Mar 16, 20268 min read

Google Search Central announced on March 11, 2026, that the branded queries filter in Search Console is now available to all eligible sites. The feature was first introduced in November 2025 as a limited rollout, and the expansion means most site owners can now use it to separate branded and non-branded search traffic directly inside the Performance report without building manual regex filters or maintaining keyword exclusion lists.

This is one of those updates that sounds simple on the surface but changes how SEO reporting works in practice. The ability to cleanly split branded from non-branded traffic has been a recurring pain point in Search Console for years, and Google just solved it natively.

What the Branded Queries Filter Actually Does

The filter lives inside the Search results Performance report in Search Console. When you click “Add filter” on the query dimension, two new options appear alongside the existing keyword filter: “Branded queries” and “Non-branded queries.”

Selecting “Branded queries” shows performance data only for queries that include the site’s brand name or closely associated products and services. Selecting “Non-branded queries” shows everything else. The filter works across all search types including web, image, video, and news, and surfaces the standard metrics: impressions, clicks, average position, and CTR.

The classification is not based on regex or manual keyword lists. Google uses an internal AI-assisted system that identifies branded queries by recognizing the site’s brand name in all languages, typos and misspellings of the brand name, and queries that don’t explicitly include the brand name but refer to a unique product or service of the site. So if a site is google.com, searches for “Gmail” would be classified as branded even though the word “Google” doesn’t appear in the query.

This is a meaningful distinction from how most SEOs have been doing branded filtering until now. The typical approach has been to build a regex pattern in the Performance report that includes known brand terms and variations, then filter by “queries not containing” to isolate non-branded traffic. That approach misses typos, foreign-language variations, and product-specific queries that don’t contain the brand name itself. Google’s AI classification catches those.

__Short problem 1__.
Write out the part of the Search Console article between "This is one" and "solved it natively.", inclusive.
__Short problem 2__.
Extend the Search Console article past its final sentence.
The lines that come next have nothing to do with the Search Console article.

__Raw data__.
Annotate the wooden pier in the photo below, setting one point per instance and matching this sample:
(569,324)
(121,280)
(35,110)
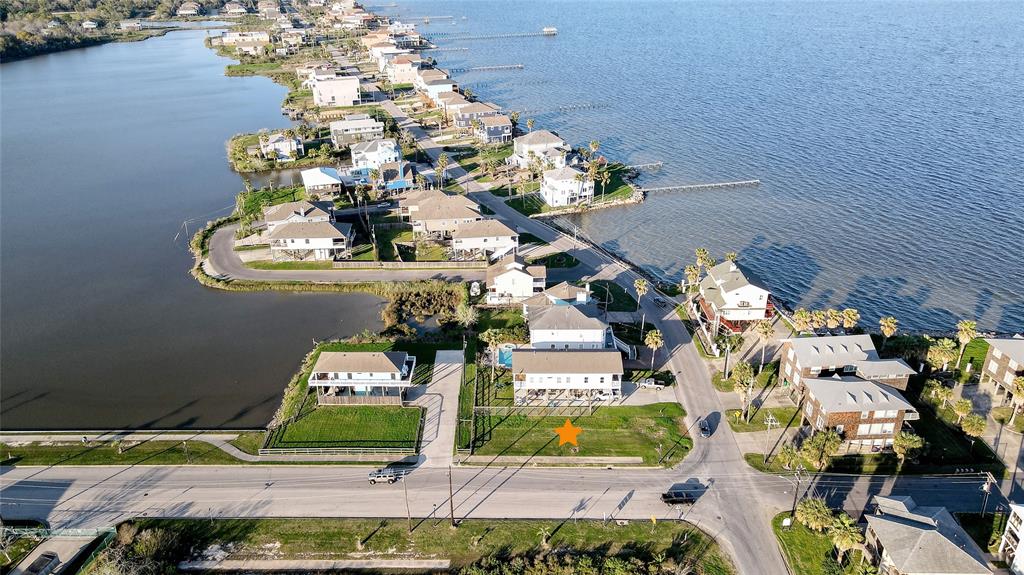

__Written response 1__.
This is one of those updates that sounds simple on the surface but changes how SEO reporting works in practice. The ability to cleanly split branded from non-branded traffic has been a recurring pain point in Search Console for years, and Google just solved it natively.

__Written response 2__.
The Insights Report Card

Alongside the filter in the Performance report, Google has added a new card to the Insights report that shows the breakdown of total clicks for branded versus non-branded traffic. This gives a quick visual comparison of how much traffic comes from people who already know the brand versus people discovering the site through non-branded searches.

The card shows two bars: branded clicks and non-branded clicks, each with a percentage of total. This high-level view is useful for tracking the ratio over time. A site with healthy organic growth should see the non-branded share increasing as content ranks for new queries, while the branded share reflects baseline demand from existing brand awareness.

For businesses running digital PR campaigns or brand awareness initiatives, this card provides a direct way to see whether increased media coverage is translating into more branded search volume. The connection between a PR push and a branded traffic spike becomes visible without stitching together data from multiple tools.

How Branded Classification Works Under the Hood

Google’s blog post is explicit about how the classification system operates, and a few details are worth highlighting because they affect how the data should be interpreted.

The system is AI-assisted, not rule-based. It doesn’t rely on a list of keywords that the site owner provides or a regex pattern that matches against query strings. Instead, it uses Google’s own understanding of the brand, its products, and its services to classify queries dynamically.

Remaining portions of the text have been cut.